WORKING DATA section start

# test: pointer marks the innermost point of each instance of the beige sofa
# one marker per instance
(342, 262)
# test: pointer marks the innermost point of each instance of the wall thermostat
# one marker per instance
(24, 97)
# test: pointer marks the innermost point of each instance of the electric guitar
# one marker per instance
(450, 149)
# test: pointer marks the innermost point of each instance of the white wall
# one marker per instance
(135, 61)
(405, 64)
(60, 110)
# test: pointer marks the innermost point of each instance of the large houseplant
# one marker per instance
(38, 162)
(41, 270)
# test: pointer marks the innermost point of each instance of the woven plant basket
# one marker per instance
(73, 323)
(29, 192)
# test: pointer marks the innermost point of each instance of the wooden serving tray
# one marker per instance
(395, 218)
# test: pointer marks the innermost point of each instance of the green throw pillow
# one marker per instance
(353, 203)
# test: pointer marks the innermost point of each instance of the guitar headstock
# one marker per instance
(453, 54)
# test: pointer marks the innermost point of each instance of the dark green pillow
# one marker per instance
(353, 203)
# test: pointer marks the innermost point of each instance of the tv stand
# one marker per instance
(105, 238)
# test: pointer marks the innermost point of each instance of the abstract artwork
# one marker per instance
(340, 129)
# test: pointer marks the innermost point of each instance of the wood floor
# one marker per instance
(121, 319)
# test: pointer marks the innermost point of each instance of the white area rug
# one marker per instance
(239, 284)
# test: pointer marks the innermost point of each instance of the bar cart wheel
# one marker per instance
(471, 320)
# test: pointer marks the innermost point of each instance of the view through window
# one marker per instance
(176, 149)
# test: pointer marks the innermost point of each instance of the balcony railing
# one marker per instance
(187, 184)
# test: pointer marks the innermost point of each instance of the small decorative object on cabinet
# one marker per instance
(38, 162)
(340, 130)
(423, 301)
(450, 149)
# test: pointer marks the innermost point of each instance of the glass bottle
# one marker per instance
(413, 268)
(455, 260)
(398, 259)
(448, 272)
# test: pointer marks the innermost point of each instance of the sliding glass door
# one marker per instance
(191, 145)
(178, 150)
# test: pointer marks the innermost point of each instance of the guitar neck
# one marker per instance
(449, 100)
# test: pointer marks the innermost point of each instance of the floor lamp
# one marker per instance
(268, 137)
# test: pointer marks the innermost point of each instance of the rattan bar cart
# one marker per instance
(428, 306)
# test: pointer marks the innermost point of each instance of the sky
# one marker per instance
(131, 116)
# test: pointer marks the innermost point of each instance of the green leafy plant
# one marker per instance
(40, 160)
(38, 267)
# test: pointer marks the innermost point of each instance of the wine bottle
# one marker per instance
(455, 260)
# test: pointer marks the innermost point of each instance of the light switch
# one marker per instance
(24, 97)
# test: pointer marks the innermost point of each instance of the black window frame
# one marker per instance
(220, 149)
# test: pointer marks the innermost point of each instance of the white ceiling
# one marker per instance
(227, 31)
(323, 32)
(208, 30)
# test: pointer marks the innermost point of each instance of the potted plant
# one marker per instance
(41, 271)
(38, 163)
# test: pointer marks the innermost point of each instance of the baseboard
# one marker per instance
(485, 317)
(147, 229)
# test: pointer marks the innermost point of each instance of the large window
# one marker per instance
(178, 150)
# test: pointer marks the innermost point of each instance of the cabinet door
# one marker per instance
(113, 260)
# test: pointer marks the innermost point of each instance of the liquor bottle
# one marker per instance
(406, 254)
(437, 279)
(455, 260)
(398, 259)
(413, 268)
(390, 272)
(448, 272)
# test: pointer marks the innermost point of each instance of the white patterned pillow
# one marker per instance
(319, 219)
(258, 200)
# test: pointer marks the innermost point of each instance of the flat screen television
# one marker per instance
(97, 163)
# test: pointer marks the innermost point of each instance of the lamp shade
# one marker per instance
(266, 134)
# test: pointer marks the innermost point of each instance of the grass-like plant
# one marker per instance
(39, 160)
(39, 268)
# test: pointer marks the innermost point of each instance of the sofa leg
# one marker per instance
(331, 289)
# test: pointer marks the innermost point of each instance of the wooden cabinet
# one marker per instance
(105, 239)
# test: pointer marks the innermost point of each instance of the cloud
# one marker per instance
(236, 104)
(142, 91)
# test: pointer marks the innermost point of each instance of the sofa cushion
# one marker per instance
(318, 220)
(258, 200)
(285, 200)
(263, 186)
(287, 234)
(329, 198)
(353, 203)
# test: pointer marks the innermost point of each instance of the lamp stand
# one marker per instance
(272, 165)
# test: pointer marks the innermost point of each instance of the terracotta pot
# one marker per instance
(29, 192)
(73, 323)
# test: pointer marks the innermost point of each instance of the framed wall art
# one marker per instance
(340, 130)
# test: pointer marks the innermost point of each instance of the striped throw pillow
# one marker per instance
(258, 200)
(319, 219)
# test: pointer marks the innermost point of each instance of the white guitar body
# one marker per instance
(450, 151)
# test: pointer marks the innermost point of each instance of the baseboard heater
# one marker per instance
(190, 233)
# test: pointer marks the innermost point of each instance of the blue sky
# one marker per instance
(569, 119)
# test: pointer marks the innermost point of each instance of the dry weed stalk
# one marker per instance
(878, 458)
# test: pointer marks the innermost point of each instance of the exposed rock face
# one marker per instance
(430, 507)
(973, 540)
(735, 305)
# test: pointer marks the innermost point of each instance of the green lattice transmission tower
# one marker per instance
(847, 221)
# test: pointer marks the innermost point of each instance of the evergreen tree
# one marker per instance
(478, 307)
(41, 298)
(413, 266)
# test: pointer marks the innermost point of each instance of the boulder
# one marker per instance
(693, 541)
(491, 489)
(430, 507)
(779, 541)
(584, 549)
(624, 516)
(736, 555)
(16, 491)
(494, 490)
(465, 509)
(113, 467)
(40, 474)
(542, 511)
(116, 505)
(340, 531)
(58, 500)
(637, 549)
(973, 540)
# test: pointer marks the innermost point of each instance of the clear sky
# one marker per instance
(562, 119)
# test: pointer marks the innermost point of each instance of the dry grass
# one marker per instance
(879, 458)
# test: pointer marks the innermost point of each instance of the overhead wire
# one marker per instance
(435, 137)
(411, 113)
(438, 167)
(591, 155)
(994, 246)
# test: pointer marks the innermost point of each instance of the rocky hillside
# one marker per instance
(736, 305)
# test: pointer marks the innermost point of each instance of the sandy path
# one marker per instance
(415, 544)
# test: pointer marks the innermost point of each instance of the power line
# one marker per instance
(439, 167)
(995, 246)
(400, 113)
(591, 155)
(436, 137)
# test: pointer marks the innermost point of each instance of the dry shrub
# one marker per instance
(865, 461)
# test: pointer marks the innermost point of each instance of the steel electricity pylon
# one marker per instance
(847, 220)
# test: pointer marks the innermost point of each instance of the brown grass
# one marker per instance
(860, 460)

WORKING DATA section end

WHAT THE TASK ASKS -> Copy out each line of the entries where the word "cart" is found.

RESPONSE BOX ->
# test: pointer marks the innermost point of each instance of the bar cart wheel
# test: pointer marks the innermost point of each instance of the rattan bar cart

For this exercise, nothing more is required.